[Named-object pointing records]
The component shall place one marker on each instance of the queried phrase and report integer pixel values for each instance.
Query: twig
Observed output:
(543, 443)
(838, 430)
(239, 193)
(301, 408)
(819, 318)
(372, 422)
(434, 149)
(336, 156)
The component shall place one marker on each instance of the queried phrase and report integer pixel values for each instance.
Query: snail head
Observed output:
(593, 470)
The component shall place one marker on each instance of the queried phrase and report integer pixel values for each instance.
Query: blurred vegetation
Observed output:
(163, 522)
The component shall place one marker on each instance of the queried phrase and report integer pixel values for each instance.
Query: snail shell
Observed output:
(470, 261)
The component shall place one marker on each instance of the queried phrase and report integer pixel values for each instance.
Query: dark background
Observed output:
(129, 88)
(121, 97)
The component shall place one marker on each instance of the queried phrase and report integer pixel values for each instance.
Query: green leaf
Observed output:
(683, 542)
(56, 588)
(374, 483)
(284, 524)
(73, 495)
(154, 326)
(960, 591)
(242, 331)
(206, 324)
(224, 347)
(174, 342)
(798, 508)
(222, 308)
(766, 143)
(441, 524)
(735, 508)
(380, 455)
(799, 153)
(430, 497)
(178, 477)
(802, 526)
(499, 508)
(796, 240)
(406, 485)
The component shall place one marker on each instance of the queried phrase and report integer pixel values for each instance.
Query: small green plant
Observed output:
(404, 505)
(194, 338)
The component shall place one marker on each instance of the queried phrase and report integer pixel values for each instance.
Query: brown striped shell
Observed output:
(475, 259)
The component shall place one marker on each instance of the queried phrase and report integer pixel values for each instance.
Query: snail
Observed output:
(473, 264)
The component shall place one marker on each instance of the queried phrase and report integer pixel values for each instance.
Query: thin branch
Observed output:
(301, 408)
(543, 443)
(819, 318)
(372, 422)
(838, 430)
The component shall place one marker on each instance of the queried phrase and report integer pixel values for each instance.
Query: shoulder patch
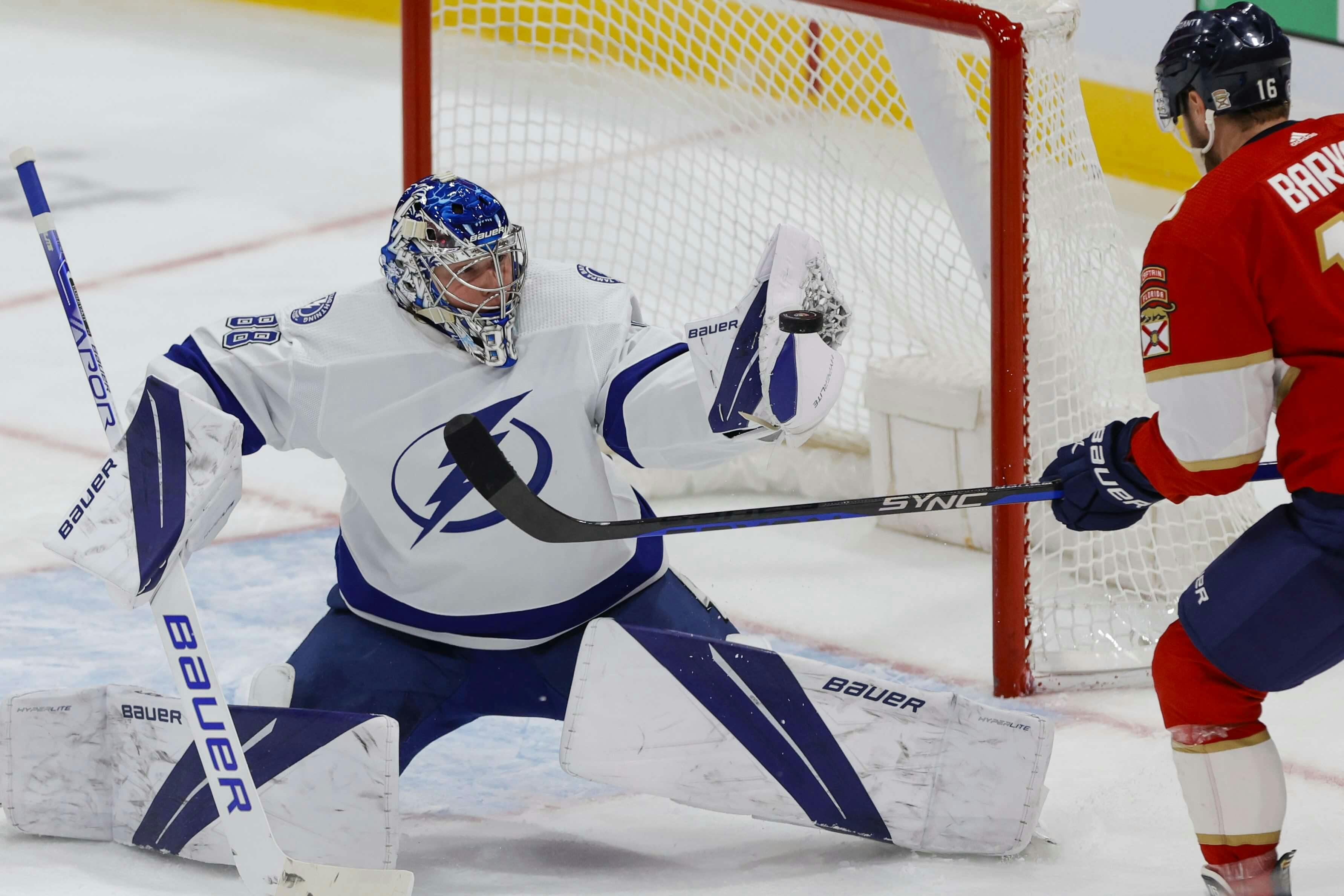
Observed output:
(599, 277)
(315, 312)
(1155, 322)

• **Task goal**
Every line of text is to be repeated exactly; pictures are left out.

• **Result of this exercise**
The component shall place one marker on each instance of the queried phrase and report integer pixel values for each instance.
Query: twig
Observed output:
(543, 443)
(838, 430)
(239, 193)
(301, 408)
(819, 318)
(372, 422)
(434, 149)
(336, 156)
The component shall place one marker on each instance of the queried phrase and report integer pixel values for each instance.
Query: snail head
Observed output:
(593, 470)
The component shall place one marker on each instance of the queried phrase and report integer pixel values for each instance.
Query: blurred vegetation
Observed output:
(163, 522)
The component shall place one marker on each instance of the queried phrase and report integer pixel values for each instance.
Query: snail shell
Observed output:
(470, 261)
The component shall place one marker on each instance of the queried phrase and report integer pixel values for each instance.
Query: dark background
Observed output:
(129, 88)
(121, 97)
The component shall place one marker on each instance of the queried phrase and report integer pixel values for each instance.
Query: green leaf
Observed output:
(683, 542)
(56, 588)
(374, 483)
(284, 524)
(73, 495)
(154, 326)
(960, 591)
(242, 331)
(206, 324)
(224, 347)
(174, 342)
(798, 508)
(222, 308)
(766, 143)
(441, 524)
(735, 508)
(380, 455)
(799, 153)
(430, 497)
(178, 477)
(802, 526)
(499, 508)
(796, 240)
(406, 485)
The component shall place one marker on each instance of the queried phrase and report integer pixel values for each instance.
Query: small green plant
Observed output:
(404, 505)
(194, 338)
The component shall place one marker on each instance of the queried phrase and report integer pixel values for each instance.
Query: brown striped shell
Observed output:
(475, 259)
The component shall place one marker on each instance of the queried phrase and report integer pixel values for each instance.
Query: snail
Observed output:
(473, 264)
The component shall place one marker on each instance of the queried phrase and report integer pixel values for each instance.
Query: thin branch
Observed output:
(301, 408)
(543, 443)
(819, 318)
(372, 422)
(838, 430)
The component shall place one marker on each instance of the queried phrase and report integer pixel values for each instance.
Query: shoulder patch
Observed output:
(599, 277)
(315, 312)
(1155, 322)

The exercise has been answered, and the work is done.